#### GIVEN TASK:
Could you copy every line of the entries below, character for character, leaving nothing out and changing nothing?

────────────────────

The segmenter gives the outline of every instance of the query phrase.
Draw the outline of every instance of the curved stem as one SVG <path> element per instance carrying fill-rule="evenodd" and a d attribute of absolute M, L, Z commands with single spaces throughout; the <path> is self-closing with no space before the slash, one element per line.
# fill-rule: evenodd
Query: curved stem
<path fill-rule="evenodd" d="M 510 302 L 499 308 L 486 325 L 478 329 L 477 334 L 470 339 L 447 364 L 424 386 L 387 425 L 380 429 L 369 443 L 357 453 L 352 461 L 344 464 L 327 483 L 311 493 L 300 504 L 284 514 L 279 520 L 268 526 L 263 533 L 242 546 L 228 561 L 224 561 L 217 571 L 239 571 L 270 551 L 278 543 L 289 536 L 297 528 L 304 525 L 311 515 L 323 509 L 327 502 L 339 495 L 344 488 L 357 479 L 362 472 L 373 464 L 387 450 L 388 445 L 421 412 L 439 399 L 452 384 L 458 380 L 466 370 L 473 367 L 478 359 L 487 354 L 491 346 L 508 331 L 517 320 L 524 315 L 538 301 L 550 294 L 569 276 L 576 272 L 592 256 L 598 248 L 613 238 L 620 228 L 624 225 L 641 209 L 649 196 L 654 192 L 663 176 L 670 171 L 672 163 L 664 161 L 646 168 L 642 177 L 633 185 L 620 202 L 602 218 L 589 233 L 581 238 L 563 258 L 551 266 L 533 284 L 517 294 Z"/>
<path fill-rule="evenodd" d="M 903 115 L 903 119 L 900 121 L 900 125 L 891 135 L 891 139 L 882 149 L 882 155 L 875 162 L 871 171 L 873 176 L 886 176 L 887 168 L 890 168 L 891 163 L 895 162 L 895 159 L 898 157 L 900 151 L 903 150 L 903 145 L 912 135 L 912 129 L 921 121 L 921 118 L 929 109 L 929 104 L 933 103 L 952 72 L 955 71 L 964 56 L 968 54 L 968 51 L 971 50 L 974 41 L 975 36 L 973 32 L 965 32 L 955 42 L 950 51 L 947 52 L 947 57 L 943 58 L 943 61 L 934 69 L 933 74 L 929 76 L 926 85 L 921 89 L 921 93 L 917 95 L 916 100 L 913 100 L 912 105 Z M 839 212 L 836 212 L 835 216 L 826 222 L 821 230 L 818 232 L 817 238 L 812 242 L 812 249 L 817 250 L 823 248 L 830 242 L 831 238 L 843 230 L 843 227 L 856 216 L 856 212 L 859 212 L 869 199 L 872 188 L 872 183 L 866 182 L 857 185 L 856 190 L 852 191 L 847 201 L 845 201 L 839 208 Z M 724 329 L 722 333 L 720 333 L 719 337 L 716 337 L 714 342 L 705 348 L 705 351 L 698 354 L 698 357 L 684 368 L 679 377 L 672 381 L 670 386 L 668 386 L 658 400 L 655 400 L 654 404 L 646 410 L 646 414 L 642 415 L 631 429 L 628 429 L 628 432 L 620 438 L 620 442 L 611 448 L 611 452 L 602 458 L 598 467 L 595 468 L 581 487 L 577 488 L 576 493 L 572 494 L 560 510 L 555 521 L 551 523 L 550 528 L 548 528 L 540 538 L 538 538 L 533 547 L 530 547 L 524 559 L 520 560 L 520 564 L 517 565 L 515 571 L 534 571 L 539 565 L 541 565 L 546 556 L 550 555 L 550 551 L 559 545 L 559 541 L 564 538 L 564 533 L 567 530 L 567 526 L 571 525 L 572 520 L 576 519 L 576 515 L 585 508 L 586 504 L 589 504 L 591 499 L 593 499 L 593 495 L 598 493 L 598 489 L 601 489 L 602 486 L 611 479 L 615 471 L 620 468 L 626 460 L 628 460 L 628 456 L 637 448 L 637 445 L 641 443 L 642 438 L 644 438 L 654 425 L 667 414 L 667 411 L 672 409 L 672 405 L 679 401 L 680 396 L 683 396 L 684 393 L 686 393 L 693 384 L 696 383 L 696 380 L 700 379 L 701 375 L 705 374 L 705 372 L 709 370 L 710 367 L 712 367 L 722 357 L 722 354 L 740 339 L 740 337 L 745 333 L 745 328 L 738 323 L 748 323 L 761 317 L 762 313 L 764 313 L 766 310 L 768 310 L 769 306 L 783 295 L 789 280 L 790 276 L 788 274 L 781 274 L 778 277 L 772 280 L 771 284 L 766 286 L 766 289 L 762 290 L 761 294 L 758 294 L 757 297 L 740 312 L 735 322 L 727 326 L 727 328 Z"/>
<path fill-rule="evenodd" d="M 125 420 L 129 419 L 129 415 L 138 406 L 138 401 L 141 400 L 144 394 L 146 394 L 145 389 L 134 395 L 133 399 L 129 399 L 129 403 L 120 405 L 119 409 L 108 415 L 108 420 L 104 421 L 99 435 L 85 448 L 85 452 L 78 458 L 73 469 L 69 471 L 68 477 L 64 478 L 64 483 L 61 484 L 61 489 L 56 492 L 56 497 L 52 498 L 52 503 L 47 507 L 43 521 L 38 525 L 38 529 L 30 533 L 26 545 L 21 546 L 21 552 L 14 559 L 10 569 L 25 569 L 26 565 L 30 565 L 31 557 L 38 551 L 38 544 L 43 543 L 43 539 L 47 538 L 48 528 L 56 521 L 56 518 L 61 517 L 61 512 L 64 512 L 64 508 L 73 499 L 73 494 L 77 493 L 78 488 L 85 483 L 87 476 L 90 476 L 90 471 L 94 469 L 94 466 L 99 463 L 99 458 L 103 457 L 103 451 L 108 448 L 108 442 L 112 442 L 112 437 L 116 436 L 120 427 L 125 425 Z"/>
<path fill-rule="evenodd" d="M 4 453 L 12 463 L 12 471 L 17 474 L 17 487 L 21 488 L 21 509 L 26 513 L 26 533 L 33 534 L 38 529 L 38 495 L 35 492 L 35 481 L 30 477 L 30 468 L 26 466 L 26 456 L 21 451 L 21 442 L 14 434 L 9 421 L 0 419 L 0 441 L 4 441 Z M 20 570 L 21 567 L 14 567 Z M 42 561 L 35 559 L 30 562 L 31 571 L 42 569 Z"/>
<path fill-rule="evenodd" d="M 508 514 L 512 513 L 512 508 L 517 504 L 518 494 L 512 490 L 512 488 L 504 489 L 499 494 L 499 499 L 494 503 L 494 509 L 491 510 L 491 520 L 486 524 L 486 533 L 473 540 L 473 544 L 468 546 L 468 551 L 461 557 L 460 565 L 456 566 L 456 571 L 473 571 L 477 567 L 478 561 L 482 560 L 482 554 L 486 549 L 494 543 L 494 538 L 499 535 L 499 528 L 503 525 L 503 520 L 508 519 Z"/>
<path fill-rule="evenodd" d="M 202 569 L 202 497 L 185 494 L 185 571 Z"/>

────────────────────

#### RESULT:
The segmenter gives the outline of every instance of the query phrase.
Draw the outline of every instance of the curved stem as one SVG <path> element per instance carrying fill-rule="evenodd" and a d attribute of absolute M, L, Z commands with single spaces throughout; the <path> is self-closing with no space before the slash, one element per line.
# fill-rule: evenodd
Query: curved stem
<path fill-rule="evenodd" d="M 510 302 L 499 308 L 486 325 L 478 329 L 477 334 L 470 339 L 447 364 L 424 386 L 387 425 L 380 429 L 369 443 L 357 453 L 352 461 L 344 464 L 327 483 L 311 493 L 300 504 L 284 514 L 279 520 L 268 526 L 263 533 L 242 546 L 228 561 L 224 561 L 217 571 L 239 571 L 270 551 L 278 543 L 289 536 L 297 528 L 304 525 L 311 515 L 323 509 L 327 502 L 339 495 L 344 488 L 357 479 L 362 472 L 373 464 L 387 450 L 388 445 L 421 412 L 439 399 L 452 384 L 458 380 L 466 370 L 473 367 L 478 359 L 487 354 L 491 346 L 508 331 L 517 320 L 524 315 L 538 301 L 550 294 L 569 276 L 576 272 L 592 256 L 598 248 L 613 238 L 620 228 L 624 225 L 641 209 L 649 196 L 654 192 L 663 176 L 670 171 L 672 163 L 664 161 L 646 168 L 642 177 L 633 185 L 620 202 L 602 218 L 589 233 L 581 238 L 563 258 L 551 266 L 533 284 L 517 294 Z"/>
<path fill-rule="evenodd" d="M 903 115 L 903 119 L 900 121 L 900 125 L 891 135 L 891 139 L 882 149 L 882 155 L 875 162 L 871 171 L 873 176 L 886 176 L 887 168 L 890 168 L 891 163 L 895 162 L 895 159 L 898 157 L 900 151 L 903 150 L 903 145 L 912 135 L 912 129 L 921 121 L 921 118 L 929 109 L 929 104 L 933 103 L 952 72 L 955 71 L 964 56 L 968 54 L 968 51 L 971 50 L 974 41 L 975 36 L 973 32 L 965 32 L 955 42 L 950 51 L 947 52 L 947 57 L 943 58 L 943 61 L 934 69 L 933 74 L 929 76 L 926 85 L 921 89 L 921 93 L 917 95 L 916 100 L 913 100 L 912 105 Z M 839 212 L 836 212 L 835 216 L 826 222 L 821 230 L 818 232 L 817 238 L 812 242 L 812 249 L 817 250 L 823 248 L 830 242 L 831 238 L 843 230 L 843 227 L 856 216 L 856 212 L 859 212 L 869 199 L 872 188 L 872 183 L 866 182 L 857 185 L 856 190 L 852 191 L 847 201 L 845 201 L 839 208 Z M 724 329 L 722 333 L 720 333 L 719 337 L 716 337 L 714 342 L 705 348 L 705 351 L 698 354 L 698 357 L 684 368 L 679 377 L 672 381 L 670 386 L 668 386 L 658 400 L 655 400 L 654 404 L 646 410 L 646 414 L 642 415 L 631 429 L 628 429 L 628 432 L 620 438 L 620 442 L 611 448 L 611 452 L 602 458 L 598 467 L 595 468 L 581 487 L 577 488 L 576 493 L 572 494 L 560 510 L 555 521 L 551 523 L 550 528 L 548 528 L 540 538 L 538 538 L 533 547 L 530 547 L 524 559 L 520 560 L 520 564 L 517 565 L 515 571 L 534 571 L 539 565 L 541 565 L 546 556 L 550 555 L 550 551 L 559 545 L 559 541 L 564 538 L 564 533 L 567 530 L 567 526 L 571 525 L 572 520 L 576 519 L 576 515 L 585 508 L 586 504 L 589 504 L 591 499 L 593 499 L 593 495 L 598 493 L 598 489 L 601 489 L 602 486 L 611 479 L 615 471 L 620 468 L 626 460 L 628 460 L 628 456 L 637 448 L 637 445 L 641 443 L 642 438 L 644 438 L 654 425 L 667 414 L 667 411 L 672 409 L 672 405 L 679 401 L 680 396 L 683 396 L 684 393 L 686 393 L 693 384 L 696 383 L 696 380 L 700 379 L 701 375 L 705 374 L 705 372 L 709 370 L 710 367 L 712 367 L 722 357 L 722 354 L 740 339 L 740 337 L 745 333 L 745 328 L 738 323 L 748 323 L 761 317 L 762 313 L 764 313 L 766 310 L 768 310 L 769 306 L 783 295 L 789 280 L 790 276 L 788 274 L 781 274 L 778 277 L 772 280 L 771 284 L 766 286 L 766 289 L 762 290 L 761 294 L 758 294 L 757 297 L 740 312 L 735 322 L 727 326 L 727 328 Z"/>
<path fill-rule="evenodd" d="M 125 420 L 129 419 L 129 415 L 138 406 L 138 401 L 141 400 L 144 394 L 146 394 L 145 389 L 134 395 L 133 399 L 129 399 L 129 403 L 120 405 L 119 409 L 108 415 L 108 420 L 104 421 L 99 435 L 85 448 L 85 452 L 78 458 L 73 469 L 69 471 L 68 477 L 64 478 L 64 483 L 61 484 L 61 489 L 56 492 L 56 497 L 52 498 L 52 503 L 47 507 L 43 521 L 38 525 L 38 529 L 30 533 L 26 545 L 21 546 L 21 552 L 14 559 L 10 569 L 25 569 L 26 565 L 30 565 L 31 557 L 38 551 L 38 544 L 43 543 L 43 539 L 47 538 L 48 528 L 56 521 L 56 518 L 61 517 L 61 512 L 64 512 L 64 508 L 73 499 L 73 494 L 77 493 L 78 488 L 85 483 L 87 476 L 90 476 L 90 471 L 94 469 L 94 466 L 99 463 L 99 458 L 103 457 L 103 451 L 108 448 L 108 442 L 112 442 L 112 437 L 116 436 L 120 427 L 125 425 Z"/>
<path fill-rule="evenodd" d="M 4 453 L 12 463 L 12 471 L 17 474 L 17 487 L 21 488 L 21 509 L 26 513 L 26 533 L 33 534 L 38 529 L 38 495 L 35 492 L 35 481 L 30 477 L 30 468 L 26 466 L 26 456 L 21 451 L 21 442 L 14 434 L 9 421 L 0 419 L 0 441 L 4 441 Z M 20 570 L 21 567 L 14 567 Z M 42 561 L 35 559 L 30 562 L 31 571 L 42 569 Z"/>
<path fill-rule="evenodd" d="M 508 514 L 512 513 L 512 508 L 517 504 L 518 494 L 512 490 L 512 488 L 504 489 L 499 494 L 499 499 L 494 503 L 494 509 L 491 510 L 491 520 L 486 524 L 486 533 L 473 540 L 473 544 L 468 546 L 468 551 L 461 557 L 460 565 L 456 566 L 456 571 L 473 571 L 477 567 L 478 561 L 482 560 L 482 554 L 486 549 L 494 543 L 494 538 L 499 535 L 499 528 L 503 525 L 503 520 L 508 519 Z"/>
<path fill-rule="evenodd" d="M 202 569 L 202 497 L 185 494 L 185 571 Z"/>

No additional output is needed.